Material supplied:
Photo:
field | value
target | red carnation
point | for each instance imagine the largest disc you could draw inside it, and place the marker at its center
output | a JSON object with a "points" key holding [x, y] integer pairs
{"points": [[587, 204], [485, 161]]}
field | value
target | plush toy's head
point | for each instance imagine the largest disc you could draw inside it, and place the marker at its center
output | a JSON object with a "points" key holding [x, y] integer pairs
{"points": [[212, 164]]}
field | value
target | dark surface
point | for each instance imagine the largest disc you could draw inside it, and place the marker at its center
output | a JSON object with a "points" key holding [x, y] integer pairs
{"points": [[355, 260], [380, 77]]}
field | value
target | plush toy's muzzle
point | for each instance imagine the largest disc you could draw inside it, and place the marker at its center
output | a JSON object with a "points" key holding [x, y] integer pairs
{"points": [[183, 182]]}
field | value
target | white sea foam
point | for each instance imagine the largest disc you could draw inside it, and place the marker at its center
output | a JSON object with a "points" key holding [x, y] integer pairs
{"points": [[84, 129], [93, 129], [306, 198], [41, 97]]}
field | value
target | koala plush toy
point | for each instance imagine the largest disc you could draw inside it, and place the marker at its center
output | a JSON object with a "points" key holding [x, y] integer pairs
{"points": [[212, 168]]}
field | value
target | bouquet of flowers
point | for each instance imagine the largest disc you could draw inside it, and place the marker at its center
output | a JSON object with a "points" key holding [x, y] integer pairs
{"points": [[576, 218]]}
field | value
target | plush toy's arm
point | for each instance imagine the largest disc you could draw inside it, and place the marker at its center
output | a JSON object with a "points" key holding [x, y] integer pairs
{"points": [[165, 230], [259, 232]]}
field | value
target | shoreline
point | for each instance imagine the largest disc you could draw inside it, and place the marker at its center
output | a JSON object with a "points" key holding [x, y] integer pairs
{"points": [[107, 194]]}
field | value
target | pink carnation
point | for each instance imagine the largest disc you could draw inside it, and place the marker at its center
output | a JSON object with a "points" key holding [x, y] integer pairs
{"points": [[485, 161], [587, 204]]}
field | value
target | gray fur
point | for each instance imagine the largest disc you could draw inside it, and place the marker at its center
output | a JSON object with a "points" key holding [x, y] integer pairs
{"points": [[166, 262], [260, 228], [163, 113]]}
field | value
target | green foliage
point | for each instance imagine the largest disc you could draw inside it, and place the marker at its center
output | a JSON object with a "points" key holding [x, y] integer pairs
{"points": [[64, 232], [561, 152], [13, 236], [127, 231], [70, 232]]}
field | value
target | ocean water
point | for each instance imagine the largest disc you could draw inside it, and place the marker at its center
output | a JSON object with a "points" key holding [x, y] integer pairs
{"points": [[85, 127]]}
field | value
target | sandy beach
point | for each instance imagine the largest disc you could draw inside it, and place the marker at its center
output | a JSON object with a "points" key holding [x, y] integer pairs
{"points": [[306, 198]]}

Assignment:
The reply should hold only how many lines in the material include the word "plush".

Answer space:
4